* _Фрагмент текста_

Эльдар Мансуров широко известен среди меломанов как автор множества популярных песен, исполняемых на азербайджанской эстраде. На его песнях выросло целое поколение. Композитор пишет музыку разных жанров – симфоническую, камерную, хоровую. Мансуров — автор рок-балетов «Клеопатра» и «Олимп», рок-оперы «Семь красавиц» и музыки к нескольким азербайджанским кинофильмам. Один из его больших проектов – симфонический рок-мугам «Бахрамнаме», посвященный памяти отца, композитора, тариста Бахрама Мансурова. «Вестник Кавказа» побеседовал в Эльдаром Мансуровым — знатоком азербайджанских мугамов — о влиянии этого жанра на азербайджанскую современную музыку.
— Ваш отец был одним из первых, кто представил азербайджанский мугам в ЮНЕСКО. Насколько мугамы повлияли на ваше творчество?
— У нас мугамная семья. Мой прадед, дед, отец, дяди – все занимались мугамом. Я с юности занимался историей возникновения названий мугамов, происхождения этого жанра, сделал первую классификацию названий мугамов. Еще когда учился в консерватории, получил сертификат на студенческом конкурсе за исследования истории мугама.
В мугамах часто можно встретить названия определенных территорий. Например, «Баяты-Шираз» связан с городом Шираз, «Баяты-Исфахан» уходит истоками в Исфахан, «Нава-Нишапур» объединил в себе названия двух городов, «Герат-Кабили» – отсылка к афганскому городу.
В 1983 году я ездил с отцом на Самаркандский международный симпозиум по мугаму. Второй раз я поехал на симпозиум в 1987 году уже как музыковед, исследователь фольклора.
А еще в конце 1970-х годов к моему отцу приезжали зарубежные композиторы, теоретики музыки, он им рассказывал о мугамах на простонародном языке. Для них это было не очень понятным, и я выступал своего рода мостом между иностранцами и отцом – переводил его теорию в музыкальную терминологию. После смерти отца они поддерживали связь со мной, я устраивал для них мугамные вечера, приглашал учеников отца, других музыкантов. У меня в Баку гостил известный американский каманчист Джеффри Вербок.
— Как возникла идея создания рок-мугама «Бахрамнаме»?

* _Исходные данные_
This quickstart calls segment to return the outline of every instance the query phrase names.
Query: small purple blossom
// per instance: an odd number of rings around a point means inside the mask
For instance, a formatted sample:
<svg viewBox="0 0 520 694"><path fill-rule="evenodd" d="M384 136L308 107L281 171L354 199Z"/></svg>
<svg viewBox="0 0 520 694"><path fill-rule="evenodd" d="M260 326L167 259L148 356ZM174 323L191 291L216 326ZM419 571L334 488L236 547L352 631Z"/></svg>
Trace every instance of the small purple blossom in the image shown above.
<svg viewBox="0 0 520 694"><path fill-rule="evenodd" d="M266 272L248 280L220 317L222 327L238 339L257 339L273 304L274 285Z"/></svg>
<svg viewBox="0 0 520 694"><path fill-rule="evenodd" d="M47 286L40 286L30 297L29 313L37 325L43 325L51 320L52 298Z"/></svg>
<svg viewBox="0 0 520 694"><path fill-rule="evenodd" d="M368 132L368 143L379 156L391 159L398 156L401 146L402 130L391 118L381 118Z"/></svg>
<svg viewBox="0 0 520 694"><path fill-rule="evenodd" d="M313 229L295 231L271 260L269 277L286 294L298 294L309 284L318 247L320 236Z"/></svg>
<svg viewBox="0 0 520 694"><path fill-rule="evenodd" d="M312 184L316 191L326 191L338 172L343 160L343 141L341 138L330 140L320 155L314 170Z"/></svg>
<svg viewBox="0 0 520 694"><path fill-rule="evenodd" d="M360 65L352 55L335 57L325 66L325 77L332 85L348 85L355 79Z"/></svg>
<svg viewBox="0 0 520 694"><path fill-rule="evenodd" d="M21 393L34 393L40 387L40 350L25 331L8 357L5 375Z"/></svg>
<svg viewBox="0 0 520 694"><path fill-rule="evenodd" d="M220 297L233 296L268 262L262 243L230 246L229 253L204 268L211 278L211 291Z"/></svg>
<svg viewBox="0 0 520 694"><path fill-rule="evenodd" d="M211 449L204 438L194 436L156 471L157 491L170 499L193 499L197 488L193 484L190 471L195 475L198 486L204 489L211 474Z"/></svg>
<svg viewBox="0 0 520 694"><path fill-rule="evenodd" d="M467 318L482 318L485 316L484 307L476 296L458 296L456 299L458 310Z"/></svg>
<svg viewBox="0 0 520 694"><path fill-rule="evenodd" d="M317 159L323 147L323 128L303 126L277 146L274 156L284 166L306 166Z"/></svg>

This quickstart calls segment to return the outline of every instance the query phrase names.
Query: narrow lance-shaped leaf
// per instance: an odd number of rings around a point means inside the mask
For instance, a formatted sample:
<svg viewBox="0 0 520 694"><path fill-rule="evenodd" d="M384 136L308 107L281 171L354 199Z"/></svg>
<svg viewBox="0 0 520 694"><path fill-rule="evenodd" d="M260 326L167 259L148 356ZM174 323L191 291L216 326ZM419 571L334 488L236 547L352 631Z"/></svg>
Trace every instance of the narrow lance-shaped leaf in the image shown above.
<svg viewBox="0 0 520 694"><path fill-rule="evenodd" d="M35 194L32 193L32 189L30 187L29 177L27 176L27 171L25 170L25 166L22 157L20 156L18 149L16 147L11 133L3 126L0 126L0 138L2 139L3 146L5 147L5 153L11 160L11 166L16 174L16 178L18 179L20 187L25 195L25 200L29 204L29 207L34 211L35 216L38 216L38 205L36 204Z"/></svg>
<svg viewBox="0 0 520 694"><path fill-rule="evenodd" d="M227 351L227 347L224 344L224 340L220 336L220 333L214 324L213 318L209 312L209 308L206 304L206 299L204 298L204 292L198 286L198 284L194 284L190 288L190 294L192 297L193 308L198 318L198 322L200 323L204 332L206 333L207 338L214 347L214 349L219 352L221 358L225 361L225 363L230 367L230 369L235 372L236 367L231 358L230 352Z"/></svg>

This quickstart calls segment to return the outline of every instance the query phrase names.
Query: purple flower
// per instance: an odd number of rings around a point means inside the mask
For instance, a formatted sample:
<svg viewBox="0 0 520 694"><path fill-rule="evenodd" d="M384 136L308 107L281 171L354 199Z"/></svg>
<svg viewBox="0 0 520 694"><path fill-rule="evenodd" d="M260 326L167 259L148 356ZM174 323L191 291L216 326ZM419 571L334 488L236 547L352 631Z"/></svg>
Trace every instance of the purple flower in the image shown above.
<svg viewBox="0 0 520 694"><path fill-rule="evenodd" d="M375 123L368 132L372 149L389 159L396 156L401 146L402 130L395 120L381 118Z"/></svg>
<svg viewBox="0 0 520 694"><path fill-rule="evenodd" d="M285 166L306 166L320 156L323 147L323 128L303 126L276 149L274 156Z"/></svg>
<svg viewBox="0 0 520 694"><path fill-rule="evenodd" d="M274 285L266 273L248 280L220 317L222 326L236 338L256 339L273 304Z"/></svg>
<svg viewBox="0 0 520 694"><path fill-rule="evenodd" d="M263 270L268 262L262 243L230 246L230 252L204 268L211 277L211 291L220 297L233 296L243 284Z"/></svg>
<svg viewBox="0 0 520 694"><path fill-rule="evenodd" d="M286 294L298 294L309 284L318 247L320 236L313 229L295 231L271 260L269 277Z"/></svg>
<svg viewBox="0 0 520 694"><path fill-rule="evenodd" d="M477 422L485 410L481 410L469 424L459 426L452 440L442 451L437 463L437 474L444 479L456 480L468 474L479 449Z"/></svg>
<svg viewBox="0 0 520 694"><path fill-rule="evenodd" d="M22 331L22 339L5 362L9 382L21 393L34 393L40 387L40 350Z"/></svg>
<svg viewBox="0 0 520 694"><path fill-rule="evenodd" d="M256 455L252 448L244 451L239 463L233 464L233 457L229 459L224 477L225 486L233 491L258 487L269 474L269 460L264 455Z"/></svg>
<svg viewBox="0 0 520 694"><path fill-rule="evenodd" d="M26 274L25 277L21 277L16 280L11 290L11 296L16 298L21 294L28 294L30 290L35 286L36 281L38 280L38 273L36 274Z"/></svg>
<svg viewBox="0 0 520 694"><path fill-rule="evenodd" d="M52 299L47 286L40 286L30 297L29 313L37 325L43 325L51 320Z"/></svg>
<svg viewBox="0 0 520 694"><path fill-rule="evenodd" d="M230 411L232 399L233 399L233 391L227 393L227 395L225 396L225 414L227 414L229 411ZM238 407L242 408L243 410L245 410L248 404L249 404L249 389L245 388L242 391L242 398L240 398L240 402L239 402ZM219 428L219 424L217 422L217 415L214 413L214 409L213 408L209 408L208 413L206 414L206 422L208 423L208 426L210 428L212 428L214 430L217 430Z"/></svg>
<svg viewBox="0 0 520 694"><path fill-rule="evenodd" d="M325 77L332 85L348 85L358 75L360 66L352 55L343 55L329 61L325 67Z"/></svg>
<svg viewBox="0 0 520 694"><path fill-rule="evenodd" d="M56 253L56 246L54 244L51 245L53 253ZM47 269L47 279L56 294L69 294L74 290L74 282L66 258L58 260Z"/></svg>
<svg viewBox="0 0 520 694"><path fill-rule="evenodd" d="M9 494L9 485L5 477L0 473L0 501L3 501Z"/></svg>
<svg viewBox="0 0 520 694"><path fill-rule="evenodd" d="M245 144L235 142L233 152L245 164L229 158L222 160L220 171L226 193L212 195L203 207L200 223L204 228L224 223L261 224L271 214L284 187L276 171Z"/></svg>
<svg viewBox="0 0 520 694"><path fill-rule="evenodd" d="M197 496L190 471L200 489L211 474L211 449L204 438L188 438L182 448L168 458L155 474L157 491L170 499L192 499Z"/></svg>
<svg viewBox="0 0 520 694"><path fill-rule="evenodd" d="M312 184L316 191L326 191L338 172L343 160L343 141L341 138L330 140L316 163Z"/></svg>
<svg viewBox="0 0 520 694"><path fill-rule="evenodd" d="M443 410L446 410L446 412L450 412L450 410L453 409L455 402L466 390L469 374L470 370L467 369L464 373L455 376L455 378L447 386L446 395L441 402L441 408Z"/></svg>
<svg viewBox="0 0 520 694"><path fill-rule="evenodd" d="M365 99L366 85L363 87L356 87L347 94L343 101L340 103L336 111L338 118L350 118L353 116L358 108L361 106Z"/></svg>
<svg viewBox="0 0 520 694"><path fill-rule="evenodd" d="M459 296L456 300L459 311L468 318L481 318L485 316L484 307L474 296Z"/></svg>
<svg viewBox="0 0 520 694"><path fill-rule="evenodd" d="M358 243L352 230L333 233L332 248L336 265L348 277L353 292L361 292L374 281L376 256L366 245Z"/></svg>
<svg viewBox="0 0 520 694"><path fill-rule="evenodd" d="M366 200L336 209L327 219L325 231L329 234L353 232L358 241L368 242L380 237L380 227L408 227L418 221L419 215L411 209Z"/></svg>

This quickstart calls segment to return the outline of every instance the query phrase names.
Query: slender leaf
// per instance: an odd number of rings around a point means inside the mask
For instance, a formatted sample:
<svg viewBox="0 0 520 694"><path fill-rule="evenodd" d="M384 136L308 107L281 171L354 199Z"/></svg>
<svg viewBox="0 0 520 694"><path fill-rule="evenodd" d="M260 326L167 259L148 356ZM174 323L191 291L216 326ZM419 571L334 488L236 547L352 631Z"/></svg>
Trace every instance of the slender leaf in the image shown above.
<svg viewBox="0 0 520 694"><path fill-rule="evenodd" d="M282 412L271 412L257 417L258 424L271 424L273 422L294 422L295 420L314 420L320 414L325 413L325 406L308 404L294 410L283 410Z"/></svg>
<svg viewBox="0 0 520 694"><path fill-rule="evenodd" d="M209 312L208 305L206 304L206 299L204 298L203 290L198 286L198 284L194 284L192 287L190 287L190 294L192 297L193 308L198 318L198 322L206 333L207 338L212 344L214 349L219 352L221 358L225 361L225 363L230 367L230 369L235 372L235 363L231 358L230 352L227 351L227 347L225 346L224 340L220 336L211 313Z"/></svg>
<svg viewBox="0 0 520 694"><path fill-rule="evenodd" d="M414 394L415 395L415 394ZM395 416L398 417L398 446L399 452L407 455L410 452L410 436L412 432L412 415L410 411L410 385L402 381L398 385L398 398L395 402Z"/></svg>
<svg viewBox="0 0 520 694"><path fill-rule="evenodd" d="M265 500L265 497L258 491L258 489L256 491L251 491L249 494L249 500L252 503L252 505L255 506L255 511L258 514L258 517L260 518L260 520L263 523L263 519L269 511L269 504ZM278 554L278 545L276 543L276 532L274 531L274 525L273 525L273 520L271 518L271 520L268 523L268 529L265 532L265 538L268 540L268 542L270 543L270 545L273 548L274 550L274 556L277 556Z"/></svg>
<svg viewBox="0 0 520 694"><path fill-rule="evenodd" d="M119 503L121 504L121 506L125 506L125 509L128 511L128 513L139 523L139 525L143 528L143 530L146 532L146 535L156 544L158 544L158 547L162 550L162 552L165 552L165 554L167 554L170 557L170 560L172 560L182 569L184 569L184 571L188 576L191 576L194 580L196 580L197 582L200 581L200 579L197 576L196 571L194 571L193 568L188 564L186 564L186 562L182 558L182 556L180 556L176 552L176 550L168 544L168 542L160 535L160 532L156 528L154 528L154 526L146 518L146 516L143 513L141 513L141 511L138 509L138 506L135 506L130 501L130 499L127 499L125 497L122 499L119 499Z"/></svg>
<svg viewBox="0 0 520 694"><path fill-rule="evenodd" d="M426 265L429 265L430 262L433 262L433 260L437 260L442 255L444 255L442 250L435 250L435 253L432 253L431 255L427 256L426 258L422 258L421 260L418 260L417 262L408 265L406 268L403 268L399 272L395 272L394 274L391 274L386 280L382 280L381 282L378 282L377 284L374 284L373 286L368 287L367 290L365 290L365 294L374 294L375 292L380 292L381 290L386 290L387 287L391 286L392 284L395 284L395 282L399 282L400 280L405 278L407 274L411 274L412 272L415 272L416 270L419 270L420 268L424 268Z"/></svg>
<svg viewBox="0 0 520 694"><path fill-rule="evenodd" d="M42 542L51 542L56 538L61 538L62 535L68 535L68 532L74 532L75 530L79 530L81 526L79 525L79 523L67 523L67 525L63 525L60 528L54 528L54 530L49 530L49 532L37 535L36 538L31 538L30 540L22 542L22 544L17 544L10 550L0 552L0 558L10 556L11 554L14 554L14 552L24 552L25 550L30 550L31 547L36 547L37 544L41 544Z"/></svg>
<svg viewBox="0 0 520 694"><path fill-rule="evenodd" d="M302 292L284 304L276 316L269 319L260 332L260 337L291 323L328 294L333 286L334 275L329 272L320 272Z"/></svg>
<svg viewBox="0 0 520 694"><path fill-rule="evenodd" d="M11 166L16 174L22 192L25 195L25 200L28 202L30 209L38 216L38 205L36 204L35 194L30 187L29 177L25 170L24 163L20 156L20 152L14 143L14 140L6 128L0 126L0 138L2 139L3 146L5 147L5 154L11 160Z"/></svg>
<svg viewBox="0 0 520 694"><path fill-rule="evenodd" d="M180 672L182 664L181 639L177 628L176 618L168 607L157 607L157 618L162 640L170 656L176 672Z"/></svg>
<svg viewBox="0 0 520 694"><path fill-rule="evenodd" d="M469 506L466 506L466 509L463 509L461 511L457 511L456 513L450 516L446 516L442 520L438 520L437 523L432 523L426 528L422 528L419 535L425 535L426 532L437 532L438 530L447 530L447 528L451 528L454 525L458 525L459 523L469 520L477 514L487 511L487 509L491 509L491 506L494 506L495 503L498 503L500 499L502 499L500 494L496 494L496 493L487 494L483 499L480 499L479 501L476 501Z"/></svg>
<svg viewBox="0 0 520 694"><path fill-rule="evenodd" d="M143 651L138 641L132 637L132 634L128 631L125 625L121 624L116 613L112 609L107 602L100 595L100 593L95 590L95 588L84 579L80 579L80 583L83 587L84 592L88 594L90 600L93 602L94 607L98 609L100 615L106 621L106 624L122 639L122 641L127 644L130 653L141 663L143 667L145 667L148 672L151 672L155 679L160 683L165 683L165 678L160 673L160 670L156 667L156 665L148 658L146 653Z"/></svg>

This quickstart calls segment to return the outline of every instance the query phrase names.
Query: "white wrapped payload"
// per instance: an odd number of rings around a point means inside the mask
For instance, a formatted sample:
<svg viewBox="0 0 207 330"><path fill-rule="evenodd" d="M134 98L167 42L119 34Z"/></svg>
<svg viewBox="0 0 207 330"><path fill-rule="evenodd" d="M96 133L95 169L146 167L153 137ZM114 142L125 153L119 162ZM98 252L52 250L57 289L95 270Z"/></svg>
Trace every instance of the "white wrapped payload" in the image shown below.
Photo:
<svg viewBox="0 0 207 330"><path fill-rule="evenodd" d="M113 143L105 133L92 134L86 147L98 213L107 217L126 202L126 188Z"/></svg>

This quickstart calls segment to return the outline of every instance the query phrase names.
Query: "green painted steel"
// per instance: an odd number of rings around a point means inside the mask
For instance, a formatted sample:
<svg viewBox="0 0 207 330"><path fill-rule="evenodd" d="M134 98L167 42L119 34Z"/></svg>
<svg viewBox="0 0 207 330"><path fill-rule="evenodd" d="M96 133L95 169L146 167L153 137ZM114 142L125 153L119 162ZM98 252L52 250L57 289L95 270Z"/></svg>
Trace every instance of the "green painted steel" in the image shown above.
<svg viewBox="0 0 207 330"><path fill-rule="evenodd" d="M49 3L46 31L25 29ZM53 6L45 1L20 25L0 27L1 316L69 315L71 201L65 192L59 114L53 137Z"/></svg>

* _Задание_
Перепишите дословно отрывок фрагмента текста между словами «В мугамах часто» и «к афганскому городу.», включая их.

* _Ответ к заданию_
В мугамах часто можно встретить названия определенных территорий. Например, «Баяты-Шираз» связан с городом Шираз, «Баяты-Исфахан» уходит истоками в Исфахан, «Нава-Нишапур» объединил в себе названия двух городов, «Герат-Кабили» – отсылка к афганскому городу.